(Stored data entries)

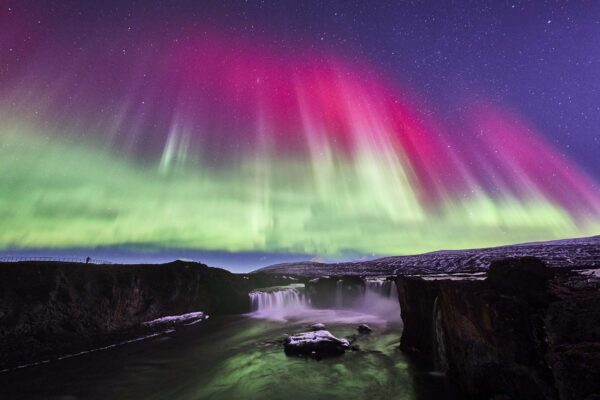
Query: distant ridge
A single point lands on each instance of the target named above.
(575, 252)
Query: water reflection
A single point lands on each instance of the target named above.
(235, 358)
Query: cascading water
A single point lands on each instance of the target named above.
(370, 300)
(279, 302)
(381, 299)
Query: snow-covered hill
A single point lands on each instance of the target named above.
(558, 253)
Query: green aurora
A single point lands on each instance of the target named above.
(56, 192)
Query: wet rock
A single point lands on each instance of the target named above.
(524, 332)
(49, 309)
(317, 327)
(317, 344)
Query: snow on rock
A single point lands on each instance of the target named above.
(315, 344)
(190, 318)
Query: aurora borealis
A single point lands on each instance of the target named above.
(176, 131)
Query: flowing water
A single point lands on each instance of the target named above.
(241, 357)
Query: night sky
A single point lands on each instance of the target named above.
(324, 128)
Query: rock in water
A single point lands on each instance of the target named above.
(317, 327)
(315, 344)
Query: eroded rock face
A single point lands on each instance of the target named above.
(317, 344)
(527, 332)
(52, 308)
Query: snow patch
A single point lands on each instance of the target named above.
(193, 317)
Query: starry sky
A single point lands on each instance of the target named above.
(322, 128)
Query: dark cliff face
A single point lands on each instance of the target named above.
(49, 309)
(527, 331)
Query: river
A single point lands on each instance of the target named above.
(240, 357)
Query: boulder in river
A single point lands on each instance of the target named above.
(315, 344)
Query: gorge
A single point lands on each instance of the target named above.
(520, 327)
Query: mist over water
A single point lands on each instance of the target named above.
(377, 304)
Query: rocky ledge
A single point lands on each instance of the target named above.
(318, 344)
(523, 331)
(49, 309)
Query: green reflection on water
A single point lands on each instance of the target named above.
(262, 371)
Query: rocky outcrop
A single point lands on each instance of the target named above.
(51, 308)
(526, 332)
(316, 344)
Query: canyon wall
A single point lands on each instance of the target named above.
(50, 308)
(524, 332)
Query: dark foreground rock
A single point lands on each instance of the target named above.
(526, 332)
(317, 327)
(48, 309)
(316, 344)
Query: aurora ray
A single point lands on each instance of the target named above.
(217, 144)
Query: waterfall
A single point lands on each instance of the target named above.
(279, 302)
(381, 298)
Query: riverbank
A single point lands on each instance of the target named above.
(52, 309)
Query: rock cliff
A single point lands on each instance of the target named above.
(50, 308)
(525, 331)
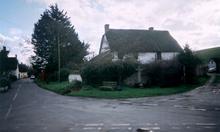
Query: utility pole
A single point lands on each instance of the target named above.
(58, 49)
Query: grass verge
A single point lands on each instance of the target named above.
(127, 92)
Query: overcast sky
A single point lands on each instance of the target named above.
(196, 22)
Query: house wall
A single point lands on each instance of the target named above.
(23, 74)
(104, 45)
(149, 57)
(144, 58)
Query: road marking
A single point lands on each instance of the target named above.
(94, 124)
(205, 124)
(121, 124)
(89, 128)
(8, 112)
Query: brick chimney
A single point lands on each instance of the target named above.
(106, 28)
(151, 28)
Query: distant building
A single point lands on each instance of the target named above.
(144, 46)
(214, 65)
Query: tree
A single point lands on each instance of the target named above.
(3, 60)
(189, 62)
(54, 34)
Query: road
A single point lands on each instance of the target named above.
(28, 108)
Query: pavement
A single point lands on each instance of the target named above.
(28, 108)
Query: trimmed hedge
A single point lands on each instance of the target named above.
(96, 73)
(163, 73)
(64, 73)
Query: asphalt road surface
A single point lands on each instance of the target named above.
(28, 108)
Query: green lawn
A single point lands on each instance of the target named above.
(127, 92)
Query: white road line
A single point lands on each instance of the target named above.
(94, 124)
(89, 128)
(8, 112)
(205, 124)
(121, 124)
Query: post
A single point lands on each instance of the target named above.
(139, 76)
(58, 49)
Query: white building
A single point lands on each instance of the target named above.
(143, 45)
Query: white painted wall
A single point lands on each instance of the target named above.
(149, 57)
(145, 58)
(168, 55)
(74, 77)
(105, 45)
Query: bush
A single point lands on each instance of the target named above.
(189, 62)
(75, 85)
(96, 73)
(53, 76)
(64, 73)
(12, 78)
(163, 73)
(4, 82)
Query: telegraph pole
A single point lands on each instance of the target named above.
(58, 50)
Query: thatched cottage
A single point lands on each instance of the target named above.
(143, 45)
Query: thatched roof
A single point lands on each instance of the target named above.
(12, 63)
(131, 41)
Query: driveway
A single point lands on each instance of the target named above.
(28, 108)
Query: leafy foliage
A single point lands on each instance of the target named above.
(96, 73)
(54, 31)
(207, 54)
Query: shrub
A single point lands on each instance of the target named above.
(189, 62)
(162, 73)
(96, 73)
(4, 82)
(64, 73)
(73, 86)
(12, 78)
(53, 76)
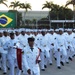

• Work to complete: Every line above should be printed again word for word, without its pictures.

• Exercise response:
Query: distant ridge
A single point lands on each instance of the target named above.
(575, 252)
Query: water reflection
A single point lands on each instance of the target named above.
(235, 358)
Query: cascading water
A single point lands on each instance of the target named above.
(370, 300)
(279, 302)
(381, 299)
Query: snow-covered hill
A single point lands on each instance of the target named above.
(558, 253)
Query: green aurora
A single point lands on each instance of the target named above.
(56, 192)
Query: wet rock
A single point lands on each instance of the target named above.
(524, 332)
(49, 309)
(317, 327)
(317, 344)
Query: snow on rock
A single point lands on each instance of the target named above.
(315, 344)
(190, 318)
Query: aurora borealis
A single point lands on each instance of the target named above.
(176, 131)
Query: flowing water
A single point lands on each instance of the target named above.
(241, 357)
Query: night sky
A single point lands on each instance of the target named above.
(324, 128)
Query: rock in water
A single point lands on each instance of the target named above.
(317, 327)
(315, 344)
Query: eroded rock face
A single point lands on each instance of the target named above.
(317, 344)
(527, 332)
(52, 308)
Query: snow patch
A single point lands on each instance of the target named above.
(193, 317)
Query: starry sky
A single point lands on each instance of the target named above.
(322, 128)
Query: dark cliff face
A single point lands on each instance of the target named above.
(49, 309)
(527, 331)
Query: river
A single point lands on each instance of the target named above.
(240, 357)
Query: boulder in river
A single point lands on each instance of the target named above.
(315, 344)
Query: gorge
A single point lands on each instance of the target named above.
(520, 327)
Query: mist over water
A single point lands on each instance of the target named above.
(377, 304)
Query: rocky ledge
A single point lands on each instance of the target named above.
(318, 344)
(523, 331)
(49, 309)
Query: green reflection on water
A single point lands on each instance of the target named above.
(262, 371)
Query: rocky outcrop
A single point lands on each instance of the target named above.
(51, 308)
(526, 332)
(316, 344)
Query: canyon wall
A single point lands on each instance of the target named above.
(50, 308)
(524, 332)
Query: dark foreground rock
A single point lands on each instance of the target named above.
(526, 332)
(317, 327)
(48, 309)
(316, 344)
Query: aurora ray
A single point lands on each instance of the target named above.
(217, 144)
Query: waterfall
A single point lands on each instance of the target named above.
(279, 302)
(381, 298)
Query: riverbank
A single point lands on each instance of the target named above.
(52, 309)
Query: rock cliff
A single point lands on each instance of the target named above.
(50, 308)
(525, 331)
Query: utility pole
A single point lands on each instance of the target named above.
(58, 49)
Query: grass verge
A single point lands on each instance of the target named above.
(127, 92)
Query: overcast sky
A single point lands on each instance of the target named above.
(196, 22)
Query: house wall
A single point lands on each instance of the target named above.
(23, 74)
(104, 45)
(149, 57)
(144, 58)
Query: road marking
A single point lands on each instance of the target named above.
(94, 124)
(205, 124)
(121, 124)
(89, 128)
(8, 112)
Query: brick chimney
A single point lands on each instance of the target named above.
(106, 28)
(151, 28)
Query: distant building
A single point lands on each instance of the target named above.
(144, 46)
(214, 65)
Query: tree
A single point lands on each instance of the target named above.
(3, 60)
(189, 62)
(54, 34)
Query: road
A single point lands on each instance of the target named above.
(28, 108)
Query: pavement
A single point lands on each instance of the target named above.
(28, 108)
Query: trimmed hedge
A single point lands on each instance of the target named above.
(96, 73)
(163, 73)
(64, 73)
Query: asphalt road surface
A single point lands on each instance of the target named above.
(28, 108)
Query: green lawn
A single point lands on each instance of the target named above.
(127, 92)
Query: white road line
A single point lands on each instance of the target named above.
(94, 124)
(89, 128)
(8, 112)
(205, 124)
(121, 124)
Query: post
A single point lands on each instance of the target named above.
(139, 76)
(58, 49)
Query: white building
A single point lands on each instance of the target named above.
(143, 45)
Query: white painted wall
A single point lands on each instance of the target named above.
(149, 57)
(145, 58)
(168, 55)
(74, 77)
(105, 45)
Query: bush
A single point lands on each instance of the target named above.
(189, 62)
(75, 85)
(96, 73)
(53, 76)
(64, 73)
(12, 78)
(163, 73)
(4, 82)
Query: telegraph pole
A single point lands on each instance of the target named above.
(58, 50)
Query: thatched cottage
A single point lands on each instance of the target named above.
(143, 45)
Query: thatched roof
A single point lands on each instance of the target named above.
(12, 63)
(131, 41)
Query: driveway
A single point lands on each instance of the target named above.
(28, 108)
Query: leafy foliage
A single point lands on each instance of the target named above.
(96, 73)
(54, 31)
(207, 54)
Query: shrub
A single point lands on each instance of the target named above.
(189, 62)
(162, 73)
(96, 73)
(4, 82)
(64, 73)
(73, 86)
(12, 78)
(53, 76)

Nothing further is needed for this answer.